WORK TASK:
All lines of the entries with "blue" in them must be listed.

== Segment start ==

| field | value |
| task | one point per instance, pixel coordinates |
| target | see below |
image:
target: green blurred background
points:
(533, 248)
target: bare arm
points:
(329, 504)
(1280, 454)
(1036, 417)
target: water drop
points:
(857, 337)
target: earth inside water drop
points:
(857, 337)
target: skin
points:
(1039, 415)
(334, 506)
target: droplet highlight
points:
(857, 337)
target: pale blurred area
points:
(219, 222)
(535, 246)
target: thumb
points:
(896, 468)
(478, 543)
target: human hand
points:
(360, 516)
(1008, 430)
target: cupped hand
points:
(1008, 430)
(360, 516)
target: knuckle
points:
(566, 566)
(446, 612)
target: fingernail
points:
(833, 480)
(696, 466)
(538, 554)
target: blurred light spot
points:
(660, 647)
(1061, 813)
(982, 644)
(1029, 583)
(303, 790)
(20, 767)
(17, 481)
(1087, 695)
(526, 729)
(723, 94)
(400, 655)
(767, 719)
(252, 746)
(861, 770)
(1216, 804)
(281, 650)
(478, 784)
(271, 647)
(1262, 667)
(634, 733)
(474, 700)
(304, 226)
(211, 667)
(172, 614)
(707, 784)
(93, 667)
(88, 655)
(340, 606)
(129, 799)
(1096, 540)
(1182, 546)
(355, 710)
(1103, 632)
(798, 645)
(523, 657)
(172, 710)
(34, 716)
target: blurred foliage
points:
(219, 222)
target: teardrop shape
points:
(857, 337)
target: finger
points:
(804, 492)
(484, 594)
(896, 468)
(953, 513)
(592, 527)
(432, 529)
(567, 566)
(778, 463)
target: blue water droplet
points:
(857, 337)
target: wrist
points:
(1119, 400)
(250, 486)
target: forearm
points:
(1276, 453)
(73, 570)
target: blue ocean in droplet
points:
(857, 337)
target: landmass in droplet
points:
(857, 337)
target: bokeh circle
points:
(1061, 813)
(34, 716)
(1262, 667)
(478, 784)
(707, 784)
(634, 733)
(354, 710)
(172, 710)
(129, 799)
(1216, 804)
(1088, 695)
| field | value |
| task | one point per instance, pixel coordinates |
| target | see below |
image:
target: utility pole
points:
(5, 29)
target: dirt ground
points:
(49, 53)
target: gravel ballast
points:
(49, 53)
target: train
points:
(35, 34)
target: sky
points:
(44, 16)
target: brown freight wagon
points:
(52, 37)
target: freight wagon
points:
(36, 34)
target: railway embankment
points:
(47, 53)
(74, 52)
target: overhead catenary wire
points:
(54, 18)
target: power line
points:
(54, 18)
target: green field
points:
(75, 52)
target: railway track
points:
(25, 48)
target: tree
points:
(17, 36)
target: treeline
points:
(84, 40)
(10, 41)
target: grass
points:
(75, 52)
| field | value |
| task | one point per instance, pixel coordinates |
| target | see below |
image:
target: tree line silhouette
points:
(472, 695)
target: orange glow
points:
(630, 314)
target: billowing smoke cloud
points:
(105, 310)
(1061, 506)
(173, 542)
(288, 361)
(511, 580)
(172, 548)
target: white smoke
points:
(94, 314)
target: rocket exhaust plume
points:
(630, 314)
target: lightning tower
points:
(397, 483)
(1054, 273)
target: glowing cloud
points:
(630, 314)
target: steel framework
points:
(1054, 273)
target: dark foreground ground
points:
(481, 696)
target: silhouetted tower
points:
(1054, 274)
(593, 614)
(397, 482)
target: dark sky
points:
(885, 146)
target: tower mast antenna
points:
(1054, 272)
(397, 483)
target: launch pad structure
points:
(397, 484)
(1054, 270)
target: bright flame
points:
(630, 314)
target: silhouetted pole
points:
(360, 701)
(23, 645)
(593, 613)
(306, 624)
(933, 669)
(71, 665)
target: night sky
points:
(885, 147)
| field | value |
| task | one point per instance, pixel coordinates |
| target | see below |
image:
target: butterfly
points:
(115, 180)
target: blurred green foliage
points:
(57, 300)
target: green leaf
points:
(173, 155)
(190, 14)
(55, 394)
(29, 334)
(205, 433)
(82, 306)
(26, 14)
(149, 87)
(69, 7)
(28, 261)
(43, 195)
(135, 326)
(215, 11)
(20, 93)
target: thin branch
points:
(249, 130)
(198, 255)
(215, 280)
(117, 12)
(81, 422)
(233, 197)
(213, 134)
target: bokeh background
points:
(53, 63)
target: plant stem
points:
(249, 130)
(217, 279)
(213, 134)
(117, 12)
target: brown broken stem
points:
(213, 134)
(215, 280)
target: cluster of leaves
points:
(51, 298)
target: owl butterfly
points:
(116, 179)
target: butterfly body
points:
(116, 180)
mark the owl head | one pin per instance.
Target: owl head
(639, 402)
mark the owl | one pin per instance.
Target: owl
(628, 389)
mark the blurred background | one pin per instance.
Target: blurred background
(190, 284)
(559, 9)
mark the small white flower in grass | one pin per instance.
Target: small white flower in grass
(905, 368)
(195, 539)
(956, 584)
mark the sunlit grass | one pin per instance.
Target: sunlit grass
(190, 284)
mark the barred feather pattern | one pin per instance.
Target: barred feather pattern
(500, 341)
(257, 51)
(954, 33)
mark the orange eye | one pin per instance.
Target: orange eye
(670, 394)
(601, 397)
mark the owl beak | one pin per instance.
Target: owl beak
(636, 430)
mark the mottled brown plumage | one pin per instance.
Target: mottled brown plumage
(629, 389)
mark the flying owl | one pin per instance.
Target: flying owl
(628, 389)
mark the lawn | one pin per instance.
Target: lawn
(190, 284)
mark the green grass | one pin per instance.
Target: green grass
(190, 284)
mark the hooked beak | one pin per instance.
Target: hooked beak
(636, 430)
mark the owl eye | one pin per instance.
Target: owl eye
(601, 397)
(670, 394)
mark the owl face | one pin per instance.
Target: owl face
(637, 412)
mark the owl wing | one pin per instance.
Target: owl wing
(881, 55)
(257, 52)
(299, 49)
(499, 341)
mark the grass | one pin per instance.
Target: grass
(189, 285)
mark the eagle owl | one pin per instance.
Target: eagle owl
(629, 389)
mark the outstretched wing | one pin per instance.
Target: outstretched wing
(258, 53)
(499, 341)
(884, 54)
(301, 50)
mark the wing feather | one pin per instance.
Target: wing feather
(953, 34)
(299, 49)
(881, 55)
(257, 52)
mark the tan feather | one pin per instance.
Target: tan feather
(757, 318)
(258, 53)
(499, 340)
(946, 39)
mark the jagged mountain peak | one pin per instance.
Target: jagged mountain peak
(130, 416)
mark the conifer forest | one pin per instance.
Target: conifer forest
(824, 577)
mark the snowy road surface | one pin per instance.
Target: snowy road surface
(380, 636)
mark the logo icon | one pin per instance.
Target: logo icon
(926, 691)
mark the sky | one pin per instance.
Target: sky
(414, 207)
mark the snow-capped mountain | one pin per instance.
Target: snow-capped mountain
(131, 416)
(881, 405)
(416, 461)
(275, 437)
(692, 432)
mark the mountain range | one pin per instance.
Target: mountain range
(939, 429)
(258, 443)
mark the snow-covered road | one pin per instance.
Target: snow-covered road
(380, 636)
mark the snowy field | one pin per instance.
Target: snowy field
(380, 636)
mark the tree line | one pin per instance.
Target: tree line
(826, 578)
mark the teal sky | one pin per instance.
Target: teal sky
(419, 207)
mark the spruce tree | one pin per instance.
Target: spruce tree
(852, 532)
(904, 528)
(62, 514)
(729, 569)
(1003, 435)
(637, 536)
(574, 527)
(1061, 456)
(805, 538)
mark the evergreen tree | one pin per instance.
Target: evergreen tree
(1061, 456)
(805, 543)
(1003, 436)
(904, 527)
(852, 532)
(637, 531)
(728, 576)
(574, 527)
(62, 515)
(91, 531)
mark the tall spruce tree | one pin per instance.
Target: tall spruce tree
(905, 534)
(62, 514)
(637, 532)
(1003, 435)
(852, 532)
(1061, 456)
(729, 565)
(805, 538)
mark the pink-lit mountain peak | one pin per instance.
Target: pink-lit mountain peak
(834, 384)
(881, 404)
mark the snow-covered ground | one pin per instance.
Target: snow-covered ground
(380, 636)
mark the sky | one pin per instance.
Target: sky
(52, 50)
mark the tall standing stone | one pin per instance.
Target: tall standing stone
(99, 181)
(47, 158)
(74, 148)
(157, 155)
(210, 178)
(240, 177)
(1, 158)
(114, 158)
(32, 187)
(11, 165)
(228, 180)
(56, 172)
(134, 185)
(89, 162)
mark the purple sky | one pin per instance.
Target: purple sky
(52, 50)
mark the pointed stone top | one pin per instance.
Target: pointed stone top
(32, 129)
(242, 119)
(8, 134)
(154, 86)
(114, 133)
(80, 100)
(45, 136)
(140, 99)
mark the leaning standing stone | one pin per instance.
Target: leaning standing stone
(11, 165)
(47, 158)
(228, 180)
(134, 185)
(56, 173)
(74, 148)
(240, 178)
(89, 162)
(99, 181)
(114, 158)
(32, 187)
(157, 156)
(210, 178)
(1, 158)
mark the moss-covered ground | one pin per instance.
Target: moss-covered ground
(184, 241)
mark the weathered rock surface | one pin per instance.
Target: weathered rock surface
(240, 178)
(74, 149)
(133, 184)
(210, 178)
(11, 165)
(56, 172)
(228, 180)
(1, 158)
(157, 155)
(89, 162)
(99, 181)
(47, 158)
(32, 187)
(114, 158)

== Segment end ==

OUTPUT OF THE EXERCISE:
target: blue water droplet
target: blue ocean in droplet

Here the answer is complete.